* INSTRUCTIONS TO FOLLOW
Lay out the part of the listing that opens with the line containing "Detect seated man wearing face mask." and closes with the line containing "[1017,392,1057,500]" as a numbered list, both of those lines included and blank lines dropped.
#####
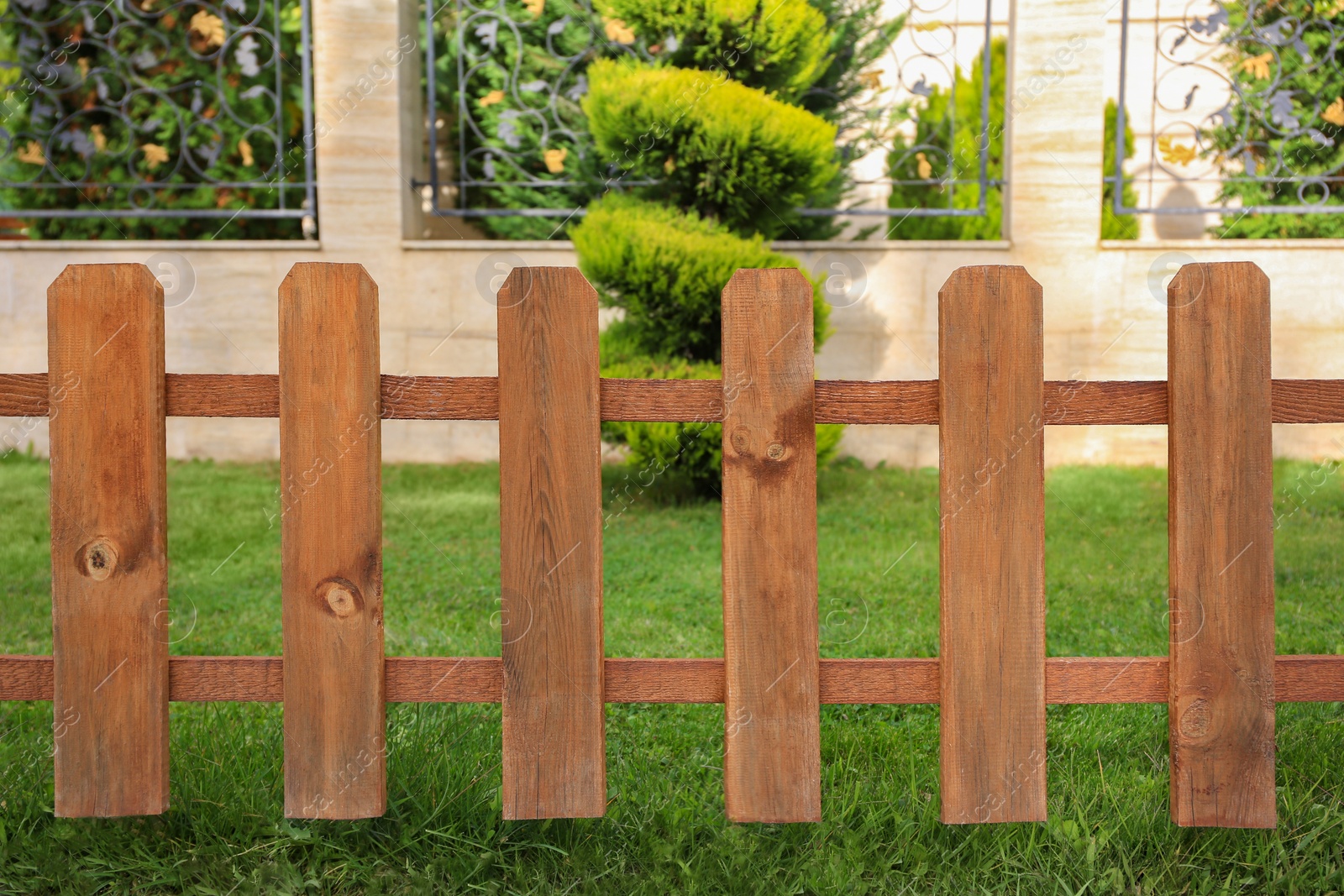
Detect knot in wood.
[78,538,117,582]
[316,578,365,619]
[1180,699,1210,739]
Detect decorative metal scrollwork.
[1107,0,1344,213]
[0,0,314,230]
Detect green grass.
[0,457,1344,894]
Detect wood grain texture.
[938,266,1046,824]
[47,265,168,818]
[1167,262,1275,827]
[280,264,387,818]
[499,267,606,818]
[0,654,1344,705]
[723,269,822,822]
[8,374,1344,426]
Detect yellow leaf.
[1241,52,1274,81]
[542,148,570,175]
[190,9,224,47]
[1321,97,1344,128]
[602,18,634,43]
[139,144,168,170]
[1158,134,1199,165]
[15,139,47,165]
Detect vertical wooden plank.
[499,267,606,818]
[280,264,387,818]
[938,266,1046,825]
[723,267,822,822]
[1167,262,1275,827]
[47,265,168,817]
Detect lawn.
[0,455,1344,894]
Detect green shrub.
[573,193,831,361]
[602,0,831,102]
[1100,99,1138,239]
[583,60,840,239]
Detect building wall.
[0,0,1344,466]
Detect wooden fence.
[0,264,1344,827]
#####
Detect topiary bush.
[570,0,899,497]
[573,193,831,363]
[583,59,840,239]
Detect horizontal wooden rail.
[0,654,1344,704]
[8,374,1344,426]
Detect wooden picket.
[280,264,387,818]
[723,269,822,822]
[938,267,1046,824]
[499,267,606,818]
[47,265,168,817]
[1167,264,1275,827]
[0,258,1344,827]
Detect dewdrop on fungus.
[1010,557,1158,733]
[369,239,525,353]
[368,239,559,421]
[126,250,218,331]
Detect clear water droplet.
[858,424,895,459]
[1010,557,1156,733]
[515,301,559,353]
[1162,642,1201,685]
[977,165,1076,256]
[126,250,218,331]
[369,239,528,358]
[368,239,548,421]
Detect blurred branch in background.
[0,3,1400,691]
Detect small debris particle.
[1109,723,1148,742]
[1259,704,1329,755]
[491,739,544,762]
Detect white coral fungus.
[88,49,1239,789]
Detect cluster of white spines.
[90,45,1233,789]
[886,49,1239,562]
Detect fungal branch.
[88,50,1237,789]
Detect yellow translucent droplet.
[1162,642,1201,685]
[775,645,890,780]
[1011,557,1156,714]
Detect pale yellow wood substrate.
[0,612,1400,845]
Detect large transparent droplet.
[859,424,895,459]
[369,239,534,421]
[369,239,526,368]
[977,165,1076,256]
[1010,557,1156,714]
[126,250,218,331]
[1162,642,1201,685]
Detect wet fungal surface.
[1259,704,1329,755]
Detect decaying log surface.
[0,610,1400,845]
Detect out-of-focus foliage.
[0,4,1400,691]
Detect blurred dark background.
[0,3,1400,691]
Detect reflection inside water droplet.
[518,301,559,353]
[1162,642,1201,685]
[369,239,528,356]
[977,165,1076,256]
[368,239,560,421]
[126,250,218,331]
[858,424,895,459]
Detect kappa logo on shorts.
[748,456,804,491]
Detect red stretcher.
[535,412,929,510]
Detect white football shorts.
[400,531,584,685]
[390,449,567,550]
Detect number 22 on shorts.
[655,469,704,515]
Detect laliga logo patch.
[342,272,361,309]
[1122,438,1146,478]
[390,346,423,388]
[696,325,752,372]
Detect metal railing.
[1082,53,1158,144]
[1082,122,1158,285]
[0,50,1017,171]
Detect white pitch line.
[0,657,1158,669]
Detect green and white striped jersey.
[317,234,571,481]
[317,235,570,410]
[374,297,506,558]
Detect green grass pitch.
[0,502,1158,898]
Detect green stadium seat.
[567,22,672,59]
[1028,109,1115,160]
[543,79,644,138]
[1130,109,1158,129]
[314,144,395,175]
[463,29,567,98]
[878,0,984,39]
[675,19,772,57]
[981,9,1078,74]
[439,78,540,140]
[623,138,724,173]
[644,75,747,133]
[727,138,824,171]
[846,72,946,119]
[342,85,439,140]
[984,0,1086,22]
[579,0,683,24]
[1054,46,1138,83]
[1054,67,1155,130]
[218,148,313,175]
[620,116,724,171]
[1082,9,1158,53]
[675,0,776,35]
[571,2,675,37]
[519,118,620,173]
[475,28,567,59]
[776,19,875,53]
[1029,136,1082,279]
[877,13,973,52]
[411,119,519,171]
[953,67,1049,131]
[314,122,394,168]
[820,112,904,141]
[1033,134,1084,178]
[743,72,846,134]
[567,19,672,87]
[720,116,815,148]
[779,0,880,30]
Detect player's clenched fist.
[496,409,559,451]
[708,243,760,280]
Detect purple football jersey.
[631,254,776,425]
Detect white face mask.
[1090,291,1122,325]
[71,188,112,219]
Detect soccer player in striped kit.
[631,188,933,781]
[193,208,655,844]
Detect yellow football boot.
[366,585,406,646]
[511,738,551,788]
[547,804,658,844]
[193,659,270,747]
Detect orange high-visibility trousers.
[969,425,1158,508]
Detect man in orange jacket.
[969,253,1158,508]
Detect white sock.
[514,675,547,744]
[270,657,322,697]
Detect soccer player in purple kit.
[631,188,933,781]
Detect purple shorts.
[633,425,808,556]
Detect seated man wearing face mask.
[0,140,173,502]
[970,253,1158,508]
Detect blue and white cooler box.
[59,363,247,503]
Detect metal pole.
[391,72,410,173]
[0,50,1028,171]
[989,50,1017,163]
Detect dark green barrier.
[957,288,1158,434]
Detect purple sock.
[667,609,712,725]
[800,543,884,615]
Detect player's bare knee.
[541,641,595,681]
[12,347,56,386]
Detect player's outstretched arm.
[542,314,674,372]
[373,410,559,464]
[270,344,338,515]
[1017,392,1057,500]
#####
* TASK SOLUTION
1. Detect seated man wearing face mask.
2. [0,140,173,502]
3. [970,253,1158,508]
4. Detect blue and white cooler box.
5. [59,363,247,503]
6. Detect metal pole.
7. [391,72,410,173]
8. [0,50,1028,171]
9. [989,50,1017,163]
10. Detect dark green barrier.
11. [957,288,1158,434]
12. Detect purple sock.
13. [667,609,712,725]
14. [800,543,884,615]
15. Detect player's bare knee.
16. [541,641,595,681]
17. [12,347,56,386]
18. Detect player's outstretched arm.
19. [542,314,674,372]
20. [373,410,559,464]
21. [270,344,338,515]
22. [1017,392,1057,500]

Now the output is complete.